*Document section*
Why Negotiating with Family is Difficult
Types of Family Negotiation
When people think of the word “negotiation”, they often think first about their careers and formal negotiations. (I write a bit about the difference between formal and informal negotiation in the blog post, Cultivating a Growth Mindset and Why it Matters in Negotiation.)
However, I frequently get questions from clients and friends about negotiating within their personal relationships, including with family members. In fact, when I train new people in negotiation and later ask how they’ve implemented their new skillset, they frequently express how helpful negotiation skills were in dealing with family dynamics over the holidays.
Remember, that the definition of negotiation is any situation when two or more parties are coming to an agreement. This means that you’re doing plenty of negotiating with your family.
Examples of family negotiations include:
How many invites do parents get to give out for their child’s wedding
How the “black sheep” is treated within the family
Elderly caretaking responsibilities
Financial support for family members
But since we are approaching the American end-of-year holidays…
Here are some examples of holiday-specific family negotiations:
Deciding who will be hosting Thanksgiving dinner, who is invited, and what dish each family member will bring
Which side of the family will you spend Christmas day with and which side will you spend Christmas Eve with
Who sits at the kids’ table
Why Negotiating with Family is Difficult
The dynamics of the negotiation will always be influenced by the parties involved in the negotiation. In the case of a family negotiation, it can be particularly difficult for the following reasons:
A long-standing history
Each party is not coming into the discussion with a clean slate - there are long-standing dynamics and history that set the scene. If you don’t live in the same city as your family, this might add to the dynamics because you are only seeing them a handful of times a year, if even. The infrequency in which you see them might add to the lack of new data from your interactions, so your family members (and you) are operating off of old data.
Example:
Sibling 1: “You always do this!”
Sibling 2: “What are you talking about? I haven’t done that in 10 years!”
Shifting power dynamics
There are varying levels of power in the relationship and the power may be shifting as parents age and children become adults. The shifting of power can make it difficult for parties to adapt to the new reality.
Example: “I don’t need my son to drive me around. I can see the road just fine!”
The shift in power dynamics can be particularly difficult when talking about moral or political issues.
Example: “I don’t know why you feel the need to lecture me about Black Lives Matter. In my day, we didn’t talk about race, we just worked hard and kept our heads down.”

*Source data*
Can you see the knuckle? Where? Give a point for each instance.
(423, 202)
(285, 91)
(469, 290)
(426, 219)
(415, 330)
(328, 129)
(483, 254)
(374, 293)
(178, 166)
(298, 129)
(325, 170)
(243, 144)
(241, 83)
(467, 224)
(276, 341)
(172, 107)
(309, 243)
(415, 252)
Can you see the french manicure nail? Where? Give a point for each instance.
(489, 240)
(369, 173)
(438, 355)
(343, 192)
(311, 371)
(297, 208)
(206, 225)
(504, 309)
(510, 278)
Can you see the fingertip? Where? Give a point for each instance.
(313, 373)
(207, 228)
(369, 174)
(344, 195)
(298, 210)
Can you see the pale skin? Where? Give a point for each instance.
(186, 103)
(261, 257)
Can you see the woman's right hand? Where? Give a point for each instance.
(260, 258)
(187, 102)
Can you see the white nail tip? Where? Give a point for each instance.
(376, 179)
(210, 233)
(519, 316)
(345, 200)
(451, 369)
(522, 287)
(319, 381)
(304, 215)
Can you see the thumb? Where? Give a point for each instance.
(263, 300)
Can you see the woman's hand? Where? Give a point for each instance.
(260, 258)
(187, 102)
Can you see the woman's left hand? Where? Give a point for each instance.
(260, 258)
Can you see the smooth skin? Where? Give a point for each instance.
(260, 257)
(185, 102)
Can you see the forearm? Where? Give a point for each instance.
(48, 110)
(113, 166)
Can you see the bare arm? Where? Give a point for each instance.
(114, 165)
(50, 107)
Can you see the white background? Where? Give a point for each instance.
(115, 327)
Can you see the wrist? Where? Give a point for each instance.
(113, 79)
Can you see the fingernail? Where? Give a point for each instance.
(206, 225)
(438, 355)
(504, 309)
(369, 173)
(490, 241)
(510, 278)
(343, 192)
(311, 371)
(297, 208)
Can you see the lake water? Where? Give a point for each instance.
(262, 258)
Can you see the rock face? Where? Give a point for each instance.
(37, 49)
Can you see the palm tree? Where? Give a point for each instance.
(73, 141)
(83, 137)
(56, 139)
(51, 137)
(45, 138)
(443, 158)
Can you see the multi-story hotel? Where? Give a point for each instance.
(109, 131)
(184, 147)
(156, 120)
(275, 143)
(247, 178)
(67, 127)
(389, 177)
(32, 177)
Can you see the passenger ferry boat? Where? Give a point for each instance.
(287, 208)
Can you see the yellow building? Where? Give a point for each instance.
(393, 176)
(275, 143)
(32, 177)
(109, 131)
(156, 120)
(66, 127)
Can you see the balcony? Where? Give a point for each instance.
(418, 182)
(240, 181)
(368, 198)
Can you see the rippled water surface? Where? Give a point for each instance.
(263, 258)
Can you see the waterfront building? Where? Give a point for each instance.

*Task list*
1) Return the passage of the post on family negotiation from "Shifting power dynamics" up to and including "the new reality.".
2) Identify every line in the records that contains the string "hand" and copy each one.
The text and the records have no connection to each other.

*Exercise results*
1)
Shifting power dynamics
There are varying levels of power in the relationship and the power may be shifting as parents age and children become adults. The shifting of power can make it difficult for parties to adapt to the new reality.

2)
Can you see the woman's right hand? Where? Give a point for each instance.
Can you see the woman's hand? Where? Give a point for each instance.
Can you see the woman's left hand? Where? Give a point for each instance.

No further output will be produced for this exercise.